**Required action:** When you return the data, keep every word exact and include none of the images.
◇ ◇ ◇
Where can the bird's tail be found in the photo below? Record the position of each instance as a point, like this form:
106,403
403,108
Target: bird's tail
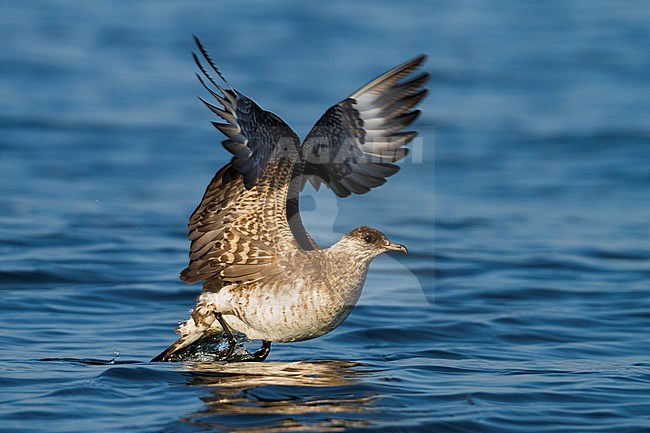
181,343
202,322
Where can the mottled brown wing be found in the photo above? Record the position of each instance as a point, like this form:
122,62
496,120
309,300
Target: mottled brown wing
232,238
353,146
239,232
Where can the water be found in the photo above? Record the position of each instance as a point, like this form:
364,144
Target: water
523,305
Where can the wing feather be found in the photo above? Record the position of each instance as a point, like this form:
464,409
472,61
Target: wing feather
353,145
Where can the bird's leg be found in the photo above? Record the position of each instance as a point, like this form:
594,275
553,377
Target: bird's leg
231,338
262,352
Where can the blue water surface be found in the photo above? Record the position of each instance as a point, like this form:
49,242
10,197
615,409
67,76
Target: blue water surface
524,304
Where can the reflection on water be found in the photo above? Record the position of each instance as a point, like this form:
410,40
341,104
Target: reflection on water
296,396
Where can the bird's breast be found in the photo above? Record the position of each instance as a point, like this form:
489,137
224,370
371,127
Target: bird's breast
294,310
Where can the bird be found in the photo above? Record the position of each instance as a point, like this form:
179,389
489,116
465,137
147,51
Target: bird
263,274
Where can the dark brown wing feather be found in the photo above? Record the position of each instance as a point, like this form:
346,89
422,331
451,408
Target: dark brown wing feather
353,146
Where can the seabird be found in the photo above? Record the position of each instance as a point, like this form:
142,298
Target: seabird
263,274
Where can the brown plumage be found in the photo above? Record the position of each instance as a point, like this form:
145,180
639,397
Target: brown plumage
264,276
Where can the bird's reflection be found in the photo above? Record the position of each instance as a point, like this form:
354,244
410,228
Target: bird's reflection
281,396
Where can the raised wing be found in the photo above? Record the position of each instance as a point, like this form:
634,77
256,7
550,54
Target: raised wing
240,232
254,135
353,146
229,240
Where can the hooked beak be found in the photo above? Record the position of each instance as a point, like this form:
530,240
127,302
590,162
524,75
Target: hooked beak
392,246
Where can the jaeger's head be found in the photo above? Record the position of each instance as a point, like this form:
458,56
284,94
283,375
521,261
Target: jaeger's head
367,243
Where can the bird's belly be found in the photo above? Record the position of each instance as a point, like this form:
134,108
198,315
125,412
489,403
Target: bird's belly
293,312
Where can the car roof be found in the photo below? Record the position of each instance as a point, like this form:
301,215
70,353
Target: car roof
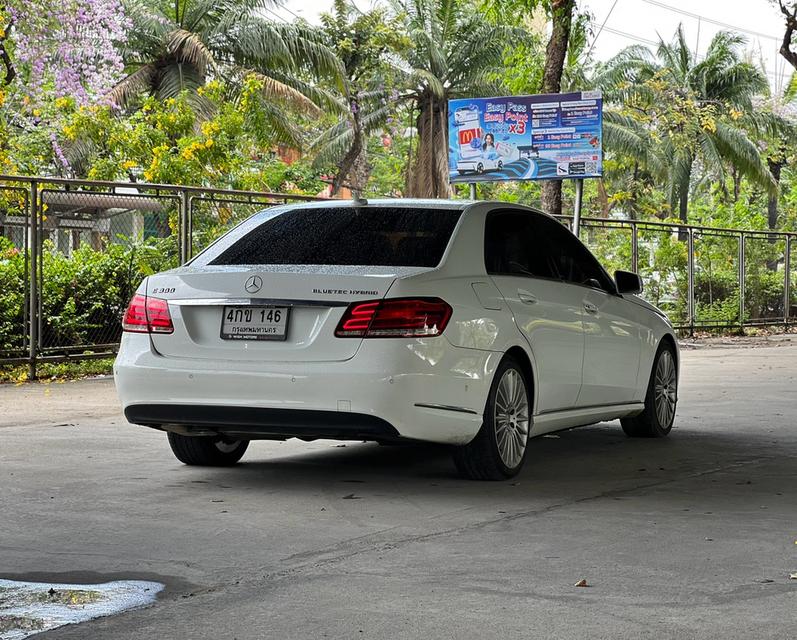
415,203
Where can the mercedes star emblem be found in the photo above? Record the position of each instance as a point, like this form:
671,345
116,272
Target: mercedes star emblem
253,284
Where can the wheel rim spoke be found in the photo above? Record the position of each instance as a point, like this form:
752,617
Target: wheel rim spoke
511,418
665,396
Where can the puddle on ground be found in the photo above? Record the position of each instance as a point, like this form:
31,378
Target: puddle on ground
27,608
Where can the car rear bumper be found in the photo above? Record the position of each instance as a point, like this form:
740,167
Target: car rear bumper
416,389
261,422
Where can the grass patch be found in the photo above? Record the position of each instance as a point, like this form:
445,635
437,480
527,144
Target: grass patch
69,597
67,370
19,623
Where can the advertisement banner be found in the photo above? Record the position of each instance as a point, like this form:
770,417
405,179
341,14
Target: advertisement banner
543,137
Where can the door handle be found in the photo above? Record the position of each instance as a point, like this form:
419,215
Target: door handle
526,297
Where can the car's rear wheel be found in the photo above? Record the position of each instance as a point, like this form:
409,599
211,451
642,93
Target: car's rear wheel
207,451
660,401
499,449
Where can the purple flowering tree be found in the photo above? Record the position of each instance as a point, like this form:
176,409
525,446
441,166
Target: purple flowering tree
68,48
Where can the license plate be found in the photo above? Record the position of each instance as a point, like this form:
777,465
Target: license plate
254,323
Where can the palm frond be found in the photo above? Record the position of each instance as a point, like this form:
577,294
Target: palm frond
142,80
188,47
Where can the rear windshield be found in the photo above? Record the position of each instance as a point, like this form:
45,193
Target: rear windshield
384,236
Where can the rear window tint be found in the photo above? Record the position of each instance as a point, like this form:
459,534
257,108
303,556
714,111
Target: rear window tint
372,236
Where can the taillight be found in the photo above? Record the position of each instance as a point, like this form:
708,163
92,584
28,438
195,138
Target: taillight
395,318
147,315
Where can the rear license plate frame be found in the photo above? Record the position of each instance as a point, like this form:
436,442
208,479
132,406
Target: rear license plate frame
263,337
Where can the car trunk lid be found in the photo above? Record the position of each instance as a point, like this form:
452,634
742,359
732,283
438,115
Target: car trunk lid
314,296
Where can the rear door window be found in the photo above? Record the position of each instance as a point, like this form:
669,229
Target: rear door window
369,236
513,245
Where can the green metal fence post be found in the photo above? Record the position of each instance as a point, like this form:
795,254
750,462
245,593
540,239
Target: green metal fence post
33,289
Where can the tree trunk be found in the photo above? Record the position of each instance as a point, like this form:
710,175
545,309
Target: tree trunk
354,164
683,201
737,184
775,167
603,198
429,175
562,16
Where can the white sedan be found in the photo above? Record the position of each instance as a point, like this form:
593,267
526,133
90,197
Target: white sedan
474,324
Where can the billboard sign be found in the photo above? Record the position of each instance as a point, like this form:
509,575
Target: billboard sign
543,137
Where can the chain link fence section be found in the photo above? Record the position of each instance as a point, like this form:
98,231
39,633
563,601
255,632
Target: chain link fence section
95,247
72,253
14,272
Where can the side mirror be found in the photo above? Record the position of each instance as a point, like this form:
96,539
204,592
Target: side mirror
628,282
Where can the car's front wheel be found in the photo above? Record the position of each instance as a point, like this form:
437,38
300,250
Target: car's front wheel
499,449
207,451
660,401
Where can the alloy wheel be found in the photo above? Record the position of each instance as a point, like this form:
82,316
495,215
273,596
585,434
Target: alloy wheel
511,418
666,390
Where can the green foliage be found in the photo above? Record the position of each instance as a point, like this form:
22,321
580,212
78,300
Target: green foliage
83,296
162,143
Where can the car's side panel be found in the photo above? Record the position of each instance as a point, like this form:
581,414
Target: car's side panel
613,328
549,315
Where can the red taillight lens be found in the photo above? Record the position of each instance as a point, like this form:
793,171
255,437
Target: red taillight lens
395,318
136,315
147,315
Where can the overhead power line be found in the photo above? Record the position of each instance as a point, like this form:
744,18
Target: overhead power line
640,39
719,23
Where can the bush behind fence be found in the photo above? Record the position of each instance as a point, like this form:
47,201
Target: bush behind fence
73,252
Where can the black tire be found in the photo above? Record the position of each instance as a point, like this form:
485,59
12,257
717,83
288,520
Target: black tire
654,422
207,451
481,458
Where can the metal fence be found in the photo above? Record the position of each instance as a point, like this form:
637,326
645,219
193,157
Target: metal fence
72,252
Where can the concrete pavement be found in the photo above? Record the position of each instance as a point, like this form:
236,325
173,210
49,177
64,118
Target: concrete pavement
692,536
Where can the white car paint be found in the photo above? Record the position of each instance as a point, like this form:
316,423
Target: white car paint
586,365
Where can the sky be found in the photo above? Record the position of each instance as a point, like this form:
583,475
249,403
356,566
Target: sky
643,21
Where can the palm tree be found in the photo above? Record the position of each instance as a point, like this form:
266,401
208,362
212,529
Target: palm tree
456,53
177,46
678,110
361,40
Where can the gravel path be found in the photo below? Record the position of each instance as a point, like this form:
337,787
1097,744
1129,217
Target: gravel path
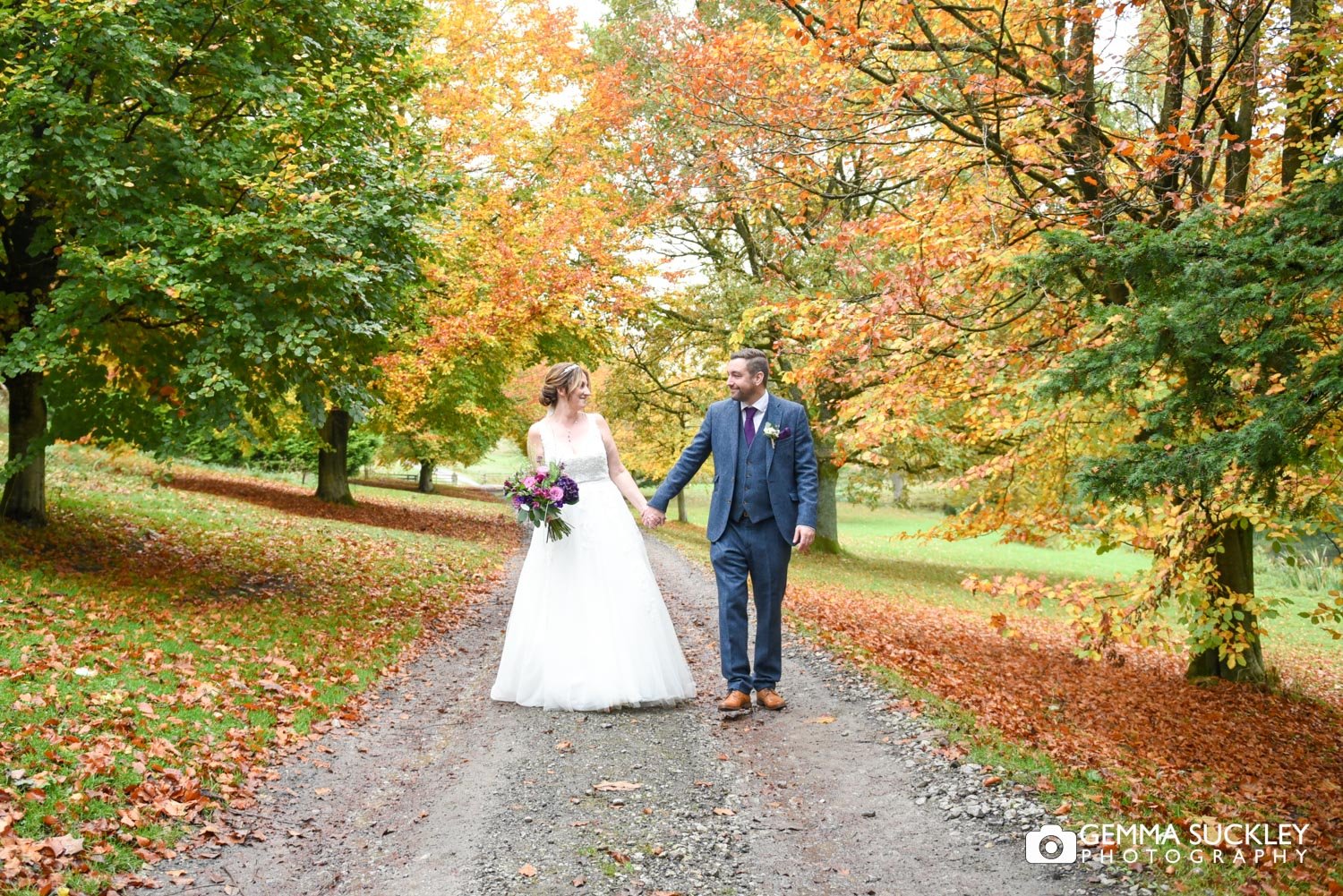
◇ ◇ ◇
**Result of this task:**
Where can the bird's tail be found in the photo below? Record the position of each instance as a point, like this form:
106,403
403,108
Target: bird's tail
181,343
202,322
Where can the mottled brown wing be found in the photo above? Record the position of each instance as a point, like this form:
122,62
496,120
309,300
Target: mottled brown wing
232,238
353,146
239,232
Where can the water be found in the photo above? Record the position of each instance as a point, like this form:
364,144
Target: water
523,305
Where can the wing feather be found in the photo above? Record the position of each instance as a point, like this form:
464,409
472,61
Target: wing feather
353,145
Where can the bird's leg be found in the photo above? Record the position of each instance as a point, like this form:
594,275
553,377
Target: bird's leg
231,338
262,352
Where can the blue water surface be found in the photo above? Record the position of each instance as a point, like this form:
49,242
10,197
615,409
67,76
Target: blue water surface
524,304
Where can the reflection on water be found in the photo above? Record the position of each instance as a point, like this form:
410,40
341,104
Target: reflection on water
296,396
Where can the bird's breast be found in the photo above? Record the position of each instance as a point, like this form:
489,137
224,370
371,127
Target: bird's breast
294,310
Where can the bird be found in the photo above? Record the position of each instance as a point, like this form:
179,389
489,116
465,137
147,51
Target: bird
263,274
Where can the dark brown wing feather be found in the photo above? Record the position of each instance as a point, like this form:
346,89
422,331
451,408
Target: dark brown wing feather
353,146
Where can the seabird be found in the photo above? Record the position of each instance as a point, like this form:
142,298
Target: seabird
263,274
Where can the brown plumage be found in the photo above? Record the position of each instance as a point, like this form:
145,180
639,397
Target: brown plumage
264,276
Where can the bird's reflection be found in the photo above? Record the position of each instance as a point, like this form:
354,244
410,228
Target: bird's reflection
281,396
Where can the raised wing be found in the photo above? Record the position of each instance as a point, like this form:
634,77
256,7
550,54
Target: raised wing
240,232
254,135
353,146
229,240
Where can the hooked beak be found in the photo above? Record the position of each instance as a point, like this form:
530,240
127,302
590,162
524,75
Target: hooked beak
392,246
Where can the jaeger's head be found in the photo above? Record the position of each instance as a point, like this form:
458,56
284,94
283,375
521,261
Target: jaeger's head
367,243
Where can the bird's belly be found in the photo above? Record the position of each instance as a point, like this form:
134,108
198,315
125,412
489,403
Target: bird's belly
293,312
Where can the car roof be found in the photo below? Record the position of each instance as a point, like this form:
301,215
70,353
Target: car roof
415,203
Where can the mercedes star emblem be found in the photo above? Record the position of each instance as a point, like this form:
671,345
116,272
Target: mercedes star emblem
253,284
Where can the wheel rim spoke be found in the photo above? Record the position of each instance as a point, like this form:
752,617
Target: wheel rim spoke
511,418
665,396
Where can the puddle on ground be found in the photo above? Record the position of each instance as a point, like this form:
31,378
Target: puddle on ground
27,608
Where can the car rear bumper be found in the photo above? Record the position of each instance as a point, like this form:
740,167
Target: car rear bumper
416,389
261,422
Where can the grass patch be found in the photo above? Record the position of each instance as a point, like this form:
445,635
437,480
527,144
Target: grass patch
69,597
67,370
19,623
Where can the advertisement banner be found in the photo above? Record the position of each instance as a point, like this form:
770,417
405,179
341,14
Target: advertisement banner
543,137
Where can the door handle be found in the photo above? Record the position of each instance as a point, like this form:
419,215
Target: door handle
526,297
Where can the car's rear wheel be found in the photo above? Record the position of each instance as a point, like this form:
409,599
211,451
642,93
Target: car's rear wheel
207,451
660,401
499,449
Where can the purple flowering tree be found in the photo above? Record the position of each instance as a point, like this form:
176,409
525,446
441,166
Target: purple flowering tree
68,48
Where can the license plate be found in the photo above? Record the position of each instance as a point, like this form:
777,465
Target: license plate
254,323
Where can the palm frond be found in the photo above? Record the position of each instance as a point, like this form:
577,294
Target: palm frond
142,80
188,47
Where can the rear windshield be found in the photo above? Record the position of each instance as a point, like this form:
45,193
Target: rear windshield
384,236
Where can the rear window tint be found in the photo above? Record the position of each instance as a point, like this form:
459,534
257,108
303,556
714,111
Target: rear window tint
372,236
Where can the taillight be found in the photo above? Record the position of each instance as a point, like this form:
708,163
92,584
28,438
195,138
Target: taillight
395,318
147,315
Where can the rear license plate frame be found in the photo above? Record the position of each instance as a point, like this form:
436,442
208,479
132,406
Target: rear license plate frame
263,337
Where can the car trunk lid be found in the photo above? Record the position of each instance as a point, like this form:
452,634
742,359
732,283
438,115
Target: car trunk lid
314,296
Where can the rear door window be found in the photo above? Record the position of each instance as a point, like this form:
669,229
Target: rear door window
369,236
513,245
Where can the green metal fence post be found in the photo above? Record the position of each instance as a point, like this form:
795,254
750,462
245,593
540,239
Target: green metal fence post
33,289
Where can the tree trunk be found in the photo above? Record the position of each instance as a point, like this form:
710,175
545,309
Target: tree trunk
354,164
683,201
737,184
775,167
603,198
429,175
562,16
Where can the white sedan be found in the photo above? Record the position of each instance as a point, like this form:
593,267
526,133
90,197
Target: white sedan
474,324
Where can the billboard sign be found in the photo above? Record the position of each instance as a point, like this form:
509,575
Target: billboard sign
543,137
Where can the chain link fence section be found in the photo above? Record the position of each instance as a point, like this form:
98,231
39,633
563,601
255,632
Target: chain link fence section
95,247
72,253
14,272
Where can the side mirror be found in the photo above? Record the position of each instance as a point, like this form:
96,539
204,592
Target: side mirror
628,282
Where can the car's front wheel be found in the photo above? Record the position of each instance as a point, like this form:
437,38
300,250
Target: car's front wheel
499,449
207,451
660,401
Where can the alloy wheel be found in the photo above? Record the position of each instance as a point, like this form:
82,316
495,215
273,596
585,434
Target: alloy wheel
511,418
666,390
Where can the green foliage be found in the photo above? Record the position of each instance as a point, like this form:
22,321
580,212
78,300
Target: green foliage
83,296
162,143
Where can the car's side panel be found in the photo above? Record the position of each instance as a point, like this form:
581,414
Target: car's side panel
613,328
549,315
Where can the red taillight lens be found in the photo above? Record the position of each instance as a point, like this form:
793,171
255,437
Target: red taillight lens
395,318
136,315
147,315
Where can the overhead power line be found in the photo above? Record the position of each instance as a point, like this form:
744,18
Target: overhead power line
640,39
719,23
Where can the bush behind fence be found in the photo above? Record the position of each instance as a point, like this form:
47,201
Target: bush behind fence
73,252
Where can the black tire be found in the photo above? Record the position of each instance as a point, like this form:
485,59
12,257
717,83
288,520
Target: black tire
654,422
207,451
481,458
Where can the metal fence be found in the photo above? Record the position of each instance as a point, like this form:
637,326
645,219
193,157
Target: metal fence
72,252
Where can the concrete pavement be found in the photo above? Record the position of each instance as a point, like this form:
236,325
173,210
49,177
64,118
Target: concrete pavement
692,536
Where can the white car paint be found in the photo above? Record the position of each instance as a point, like this form:
316,423
Target: white car paint
586,365
Where can the sky be found in the photo above? Record the position of each instance as a point, like this form:
583,475
249,403
356,566
Target: sky
643,21
Where can the palm tree be found in the photo above? Record the position of each instance as a point, like this form:
266,401
208,362
212,529
Target: palm tree
456,53
177,46
678,110
361,40
Where can the gravel path be found in the photo below? Record the position of each instance as a point, like this form:
337,787
1097,744
1129,217
Target: gravel path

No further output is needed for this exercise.